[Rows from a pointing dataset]
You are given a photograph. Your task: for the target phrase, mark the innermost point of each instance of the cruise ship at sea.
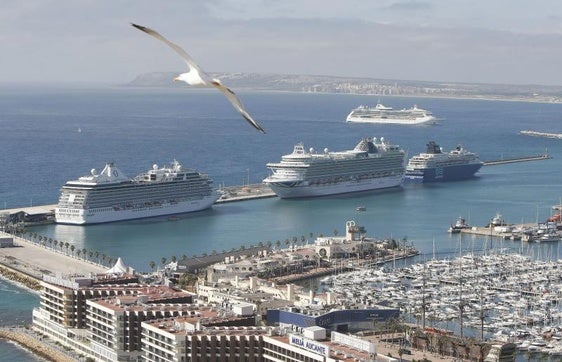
(435, 165)
(111, 196)
(388, 115)
(371, 165)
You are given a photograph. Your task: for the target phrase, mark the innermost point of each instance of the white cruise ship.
(111, 196)
(371, 165)
(388, 115)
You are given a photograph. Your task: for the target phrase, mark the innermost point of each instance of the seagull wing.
(186, 57)
(233, 98)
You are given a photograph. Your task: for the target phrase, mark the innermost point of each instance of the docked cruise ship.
(388, 115)
(111, 196)
(435, 165)
(371, 165)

**Written exercise:**
Begin at the line containing "white cruise ship." and reproduce each line through the end of the records above.

**Answer to this task:**
You are given a photograph. Your task: for the target phrase, mark the innermost point of each instance of the white cruise ship.
(111, 196)
(371, 165)
(388, 115)
You are given a photograph. Your task: for the target phrase, mark the innermost point of each instance of the seagull wing.
(186, 57)
(233, 98)
You are given a photograph. Your task: for the target phrase, mark the innermost point of each instance of the docked cruise ship.
(388, 115)
(111, 196)
(435, 165)
(371, 165)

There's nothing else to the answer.